[[ Extract provided open ]]

More than 20 years on, Daphny van den Brand can remember the feeling as she looked out over the mud and slopes from the start line.
She and the rest of the field also had to put on a show. The winner would be the first woman to wear the cyclo-cross world champion's rainbow jersey, but another victory could be everyone's.
"You're a little bit nervous before the start because you want to show the people that you can make a beautiful race, that we deserve to be there," she says.
British rider Louise Robinson felt the same. "There was a lot of pressure to make it a good event so it would continue. For me it was huge."
It seems remarkable now, but the first Women's World Championship only took place in 2000, fully half a century after the men's first elite race was held and 42 years after the first women's track and road world title races.
That it happened at all was down to the efforts of a group of young riders who wanted to compete with the best, and who pushed, cajoled, persuaded and never settled until they got their chance.

[[ Extract provided closed ]]
[[ Records for this task open ]]

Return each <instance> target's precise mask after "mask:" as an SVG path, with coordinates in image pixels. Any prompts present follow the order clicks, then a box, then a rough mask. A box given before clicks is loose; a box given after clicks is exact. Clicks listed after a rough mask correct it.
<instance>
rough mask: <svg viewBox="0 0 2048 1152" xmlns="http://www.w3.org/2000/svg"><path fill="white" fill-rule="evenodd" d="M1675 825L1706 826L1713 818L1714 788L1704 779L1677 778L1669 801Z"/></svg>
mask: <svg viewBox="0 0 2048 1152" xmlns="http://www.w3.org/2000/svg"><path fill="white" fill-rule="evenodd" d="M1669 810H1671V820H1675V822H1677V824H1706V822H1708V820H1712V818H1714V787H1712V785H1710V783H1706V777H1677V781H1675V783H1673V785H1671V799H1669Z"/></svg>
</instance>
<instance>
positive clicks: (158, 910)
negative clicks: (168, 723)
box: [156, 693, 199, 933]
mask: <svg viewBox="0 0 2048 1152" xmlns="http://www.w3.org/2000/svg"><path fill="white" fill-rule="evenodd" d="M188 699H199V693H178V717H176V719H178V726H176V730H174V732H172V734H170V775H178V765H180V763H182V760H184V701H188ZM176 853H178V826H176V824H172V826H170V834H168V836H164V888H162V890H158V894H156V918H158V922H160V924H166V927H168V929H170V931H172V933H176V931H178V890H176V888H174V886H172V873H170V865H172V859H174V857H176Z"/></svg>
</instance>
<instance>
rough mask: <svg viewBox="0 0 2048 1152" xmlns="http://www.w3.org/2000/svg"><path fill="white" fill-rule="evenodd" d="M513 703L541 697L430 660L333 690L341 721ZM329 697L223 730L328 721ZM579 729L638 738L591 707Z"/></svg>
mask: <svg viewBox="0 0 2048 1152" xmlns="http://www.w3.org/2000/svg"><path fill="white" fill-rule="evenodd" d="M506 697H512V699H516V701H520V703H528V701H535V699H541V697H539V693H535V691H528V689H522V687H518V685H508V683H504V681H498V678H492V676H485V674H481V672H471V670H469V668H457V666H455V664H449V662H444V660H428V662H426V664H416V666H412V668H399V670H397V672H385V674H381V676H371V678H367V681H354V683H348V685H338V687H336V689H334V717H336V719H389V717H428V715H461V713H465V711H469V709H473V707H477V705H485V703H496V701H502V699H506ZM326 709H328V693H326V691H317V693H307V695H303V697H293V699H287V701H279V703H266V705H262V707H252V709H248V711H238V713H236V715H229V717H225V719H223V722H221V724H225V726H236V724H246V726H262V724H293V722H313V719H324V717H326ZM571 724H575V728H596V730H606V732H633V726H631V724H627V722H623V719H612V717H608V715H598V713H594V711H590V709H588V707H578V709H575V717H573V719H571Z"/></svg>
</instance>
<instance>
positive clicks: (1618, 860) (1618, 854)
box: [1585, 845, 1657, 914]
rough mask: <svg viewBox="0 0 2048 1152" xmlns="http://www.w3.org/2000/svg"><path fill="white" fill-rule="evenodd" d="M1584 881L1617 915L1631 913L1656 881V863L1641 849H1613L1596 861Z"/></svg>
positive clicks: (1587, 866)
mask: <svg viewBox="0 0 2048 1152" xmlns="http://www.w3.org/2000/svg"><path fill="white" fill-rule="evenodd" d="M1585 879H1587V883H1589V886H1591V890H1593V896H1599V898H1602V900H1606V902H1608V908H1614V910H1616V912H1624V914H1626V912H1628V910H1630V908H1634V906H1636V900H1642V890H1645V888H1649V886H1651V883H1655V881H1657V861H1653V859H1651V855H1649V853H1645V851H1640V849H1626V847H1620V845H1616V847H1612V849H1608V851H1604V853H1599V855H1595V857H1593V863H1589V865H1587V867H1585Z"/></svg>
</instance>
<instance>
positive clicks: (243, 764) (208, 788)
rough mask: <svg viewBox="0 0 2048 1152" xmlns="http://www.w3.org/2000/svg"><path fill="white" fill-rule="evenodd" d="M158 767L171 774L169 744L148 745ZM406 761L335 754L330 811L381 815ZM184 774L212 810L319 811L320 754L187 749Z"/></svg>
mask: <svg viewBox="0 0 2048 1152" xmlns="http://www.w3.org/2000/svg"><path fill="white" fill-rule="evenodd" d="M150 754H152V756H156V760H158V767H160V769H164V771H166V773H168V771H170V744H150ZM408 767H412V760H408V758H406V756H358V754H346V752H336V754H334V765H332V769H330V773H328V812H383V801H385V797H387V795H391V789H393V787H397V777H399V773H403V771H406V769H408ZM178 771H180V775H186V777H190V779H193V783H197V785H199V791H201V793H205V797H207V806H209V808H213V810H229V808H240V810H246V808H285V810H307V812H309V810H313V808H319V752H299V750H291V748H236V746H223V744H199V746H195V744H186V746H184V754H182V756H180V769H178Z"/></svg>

[[ Records for this task closed ]]

§ Your tasks
1. Output, verbatim, the part of the cyclo-cross article that opens with the words containing "British rider Louise" and closes with "got their chance.".
2. Extract every line of the rows that contains the string "positive", treating uppercase and lowercase as distinct.

§ Solutions to the tasks
1.
British rider Louise Robinson felt the same. "There was a lot of pressure to make it a good event so it would continue. For me it was huge."
It seems remarkable now, but the first Women's World Championship only took place in 2000, fully half a century after the men's first elite race was held and 42 years after the first women's track and road world title races.
That it happened at all was down to the efforts of a group of young riders who wanted to compete with the best, and who pushed, cajoled, persuaded and never settled until they got their chance.

2.
positive clicks: (158, 910)
positive clicks: (1618, 860) (1618, 854)
positive clicks: (1587, 866)
positive clicks: (243, 764) (208, 788)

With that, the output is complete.